任务输入:
• • • •

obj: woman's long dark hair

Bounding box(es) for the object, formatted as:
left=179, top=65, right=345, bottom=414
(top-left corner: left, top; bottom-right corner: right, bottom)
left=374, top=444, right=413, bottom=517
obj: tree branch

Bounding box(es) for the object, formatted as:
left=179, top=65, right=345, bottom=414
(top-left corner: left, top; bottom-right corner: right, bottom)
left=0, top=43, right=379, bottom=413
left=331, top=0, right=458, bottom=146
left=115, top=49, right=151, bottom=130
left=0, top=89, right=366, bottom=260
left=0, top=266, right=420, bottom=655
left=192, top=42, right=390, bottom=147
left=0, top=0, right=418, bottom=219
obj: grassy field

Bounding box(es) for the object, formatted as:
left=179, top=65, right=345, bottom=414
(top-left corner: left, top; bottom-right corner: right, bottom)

• • • •

题目要求: 请将上面的全部记录逐行照原样输出，不得改动任何字符。

参考答案:
obj: woman's long dark hair

Bounding box(es) for the object, formatted as:
left=179, top=65, right=345, bottom=414
(top-left corner: left, top; bottom-right corner: right, bottom)
left=374, top=444, right=413, bottom=517
obj: tree branch

Bounding box(es) for the object, formatted as:
left=179, top=65, right=345, bottom=414
(top-left corner: left, top; bottom-right corner: right, bottom)
left=0, top=43, right=379, bottom=413
left=331, top=0, right=458, bottom=146
left=115, top=49, right=151, bottom=130
left=0, top=89, right=366, bottom=260
left=0, top=266, right=420, bottom=655
left=192, top=42, right=390, bottom=147
left=0, top=0, right=418, bottom=219
obj: grassy field

Bounding box(es) for the object, formatted as:
left=179, top=65, right=345, bottom=414
(top-left corner: left, top; bottom-right corner: right, bottom)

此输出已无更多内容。